--- BEGIN ARTICLE ---

Friday, 23 June 2017

2017 Caravan Travels - with Charley

Our trip this year began last Tuesday with our caravan all loaded up, the car newly serviced and everything set up for an expedition to warmer climes to the north of Australia. With our Border Collie dog, Charley with us we headed north from Hastings in Victoria and had our first overnight stop at Deniliquin in New South Wales.

Next day was warmer after a very chilly night and gradually throughout the drive the sky cleared and in mid afternoon we arrived at Ivanhoe (central-west NSW). Now we were in typical outback territory - very flat landscape and ochre coloured soil. We checked in at the small caravan park that we had stayed in several years ago hoping to continue north to Whitecliffs. That time we had heavy rain and the road was closed which meant a very long drive back to Hay and then over to join the Kidman Way to go north.

--- END ARTICLE ---

*REQUIRED WORK:*
**a)** Decide whether each statement agrees with the caravan travel post. Answer yes or no for each, and quote the words from the post that settle it.
(i) The first overnight stop of the trip was at Deniliquin.
(ii) The day after the first stop was colder than the night before it.
(iii) On the earlier stay at Ivanhoe, the road north remained open.
**b)** From the caravan travel post, retype the stretch from "Our trip this" through "New South Wales.".

--- BEGIN DATASET EXTRACT ---

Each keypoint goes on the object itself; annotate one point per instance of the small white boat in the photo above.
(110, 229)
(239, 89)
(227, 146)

--- END DATASET EXTRACT ---

*TASK RESULTS:*
**a)**
(i) Yes: "had our first overnight stop at Deniliquin in New South Wales."
(ii) No: "Next day was warmer after a very chilly night"
(iii) No: "That time we had heavy rain and the road was closed"

**b)**
Our trip this year began last Tuesday with our caravan all loaded up, the car newly serviced and everything set up for an expedition to warmer climes to the north of Australia. With our Border Collie dog, Charley with us we headed north from Hastings in Victoria and had our first overnight stop at Deniliquin in New South Wales.